TASK REQUIREMENTS.
(a) For the abstract on zero-shot CT body composition segmentation, decide whether each statement agrees with it, answering yes or no and quoting the deciding words: (i) the image model produced 10 candidate masks for each of 192 cases; (ii) compared with the best cohort-level single run, automated candidate selection improved DSC for VAT; (iii) Radiologist B segmented all cases independently.
(b) Please duplicate the stretch of the abstract on zero-shot CT body composition segmentation from "- Department of Medical" through "Montreal, QC, Canada.".

EXCERPT PROVIDED.
....
Multimodal Large Language Model for Zero-Shot L3 Body Composition Segmentation on CT: Improved Accuracy via Automated Candidate Selection.
Authors
Affiliations (5)
Affiliations (5)
- Department of Medical Imaging, The Ottawa Hospital, University of Ottawa, 501 Smyth Road, Ottawa, ON, K1H 8L6, Canada. [email protected].
- Department of Diagnostic Radiology, McGill University, Montreal, QC, Canada.
- Augmented Intelligence and Precision Health Laboratory (AIPHL), Research Institute of the McGill University Health Centre, Montreal, Canada.
- Diagnostic Radiology and Radiation Oncology, Chiba University Graduate School of Medicine, Chiba, Japan.
- Department of Radiology, Institute of Medical Science, The University of Tokyo, Tokyo, Japan.
Abstract
The purpose of the study is to evaluate zero-shot L3 body composition segmentation on computed tomography (CT) using a general-purpose multimodal large language model (MLLM) and to assess whether automated candidate selection improves segmentation accuracy. This retrospective study used the publicly available TCIA Colorectal-Liver-Metastases CT dataset. One mid-L3 axial image was selected per case. Radiologist A segmented skeletal muscle (SM), subcutaneous adipose tissue (SAT), and visceral adipose tissue (VAT), and Radiologist B independently segmented all cases for interobserver reproducibility. For each of 192 cases, gemini-3-pro-image-preview generated 10 candidate masks, and gemini-3-pro-preview served as the evaluator model and selected the most anatomically plausible candidate. The Dice similarity coefficient (DSC) was used to compare model masks with Radiologist A reference masks. Automated candidate selection achieved mean DSCs of 0.900 ± 0.102 for SM, 0.902 ± 0.096 for SAT, and 0.714 ± 0.245 for VAT. Compared with the best cohort-level single run, automated candidate selection improved DSC for SM (0.879 ± 0.128; adjusted P = .018) and SAT (0.860 ± 0.166; adjusted P < .001), but not for VAT (0.715 ± 0.237; adjusted P = .934). Compared with the mean of 10 runs, automated candidate selection improved DSC for all compartments. Interobserver DSCs were 0.972 ± 0.094 for SM, 0.976 ± 0.095 for SAT, and 0.933 ± 0.099 for VAT. Zero-shot L3 body composition segmentation with a general-purpose MLLM appeared feasible, and automated candidate selection improved segmentation accuracy for SM and SAT, although performance remained below interobserver DSCs between radiologists, particularly for VAT.
....
Referring expression pointing data.
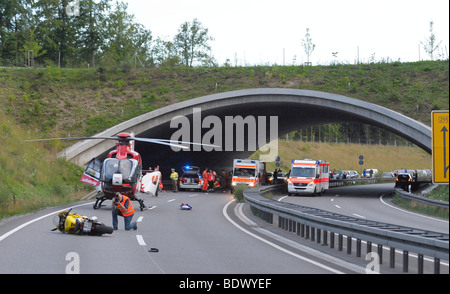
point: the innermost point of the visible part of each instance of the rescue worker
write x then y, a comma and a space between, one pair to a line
211, 181
121, 205
205, 180
174, 178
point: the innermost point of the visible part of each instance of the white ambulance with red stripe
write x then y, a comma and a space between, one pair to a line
249, 172
308, 176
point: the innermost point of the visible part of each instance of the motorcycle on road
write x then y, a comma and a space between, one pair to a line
73, 223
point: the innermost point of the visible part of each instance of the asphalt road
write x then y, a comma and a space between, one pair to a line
218, 236
369, 202
209, 239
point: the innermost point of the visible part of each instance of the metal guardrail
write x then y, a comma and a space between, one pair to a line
317, 224
429, 201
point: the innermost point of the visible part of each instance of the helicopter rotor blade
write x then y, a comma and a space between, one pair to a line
73, 139
116, 138
174, 143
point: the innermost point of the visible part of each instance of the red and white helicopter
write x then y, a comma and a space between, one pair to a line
122, 170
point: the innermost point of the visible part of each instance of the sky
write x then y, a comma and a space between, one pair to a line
268, 32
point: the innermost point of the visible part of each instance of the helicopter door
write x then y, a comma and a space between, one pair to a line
92, 173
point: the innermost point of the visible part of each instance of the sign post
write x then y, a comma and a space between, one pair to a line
440, 146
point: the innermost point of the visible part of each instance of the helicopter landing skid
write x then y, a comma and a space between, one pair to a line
99, 202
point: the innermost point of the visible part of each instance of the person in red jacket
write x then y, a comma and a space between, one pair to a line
205, 180
122, 206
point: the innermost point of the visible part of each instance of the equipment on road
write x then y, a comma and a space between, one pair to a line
249, 172
73, 223
122, 170
308, 176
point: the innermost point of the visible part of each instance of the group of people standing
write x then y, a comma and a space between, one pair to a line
212, 181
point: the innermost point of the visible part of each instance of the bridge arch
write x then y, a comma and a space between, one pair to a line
294, 109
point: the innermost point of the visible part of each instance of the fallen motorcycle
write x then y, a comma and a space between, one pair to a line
73, 223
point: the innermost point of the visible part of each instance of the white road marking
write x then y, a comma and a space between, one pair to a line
4, 236
140, 240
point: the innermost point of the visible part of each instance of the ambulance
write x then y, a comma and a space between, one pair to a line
249, 172
308, 177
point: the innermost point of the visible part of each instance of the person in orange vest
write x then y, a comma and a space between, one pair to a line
205, 180
210, 181
122, 206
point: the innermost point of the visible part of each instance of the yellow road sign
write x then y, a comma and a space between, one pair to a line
440, 146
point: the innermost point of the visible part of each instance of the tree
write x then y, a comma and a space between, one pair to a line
430, 45
91, 35
191, 43
126, 38
308, 45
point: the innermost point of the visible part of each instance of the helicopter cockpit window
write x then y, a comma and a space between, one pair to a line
129, 168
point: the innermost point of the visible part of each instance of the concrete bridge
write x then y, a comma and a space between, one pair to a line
290, 109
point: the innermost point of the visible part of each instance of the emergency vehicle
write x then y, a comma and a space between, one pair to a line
308, 176
250, 172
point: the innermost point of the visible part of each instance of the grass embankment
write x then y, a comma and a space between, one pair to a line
54, 102
344, 156
81, 102
31, 177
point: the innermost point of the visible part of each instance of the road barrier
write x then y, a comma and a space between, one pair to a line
323, 226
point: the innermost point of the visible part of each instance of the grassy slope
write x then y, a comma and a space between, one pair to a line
61, 102
345, 156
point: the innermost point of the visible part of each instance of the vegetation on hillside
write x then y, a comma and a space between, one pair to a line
55, 102
31, 175
70, 102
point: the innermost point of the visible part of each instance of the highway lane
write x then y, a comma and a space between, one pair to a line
....
PROBLEM SOLUTIONS.
(a)
(i) Yes: "For each of 192 cases, gemini-3-pro-image-preview generated 10 candidate masks"
(ii) No: "but not for VAT (0.715 ± 0.237; adjusted P = .934)"
(iii) Yes: "Radiologist B independently segmented all cases for interobserver reproducibility"

(b)
- Department of Medical Imaging, The Ottawa Hospital, University of Ottawa, 501 Smyth Road, Ottawa, ON, K1H 8L6, Canada. [email protected].
- Department of Diagnostic Radiology, McGill University, Montreal, QC, Canada.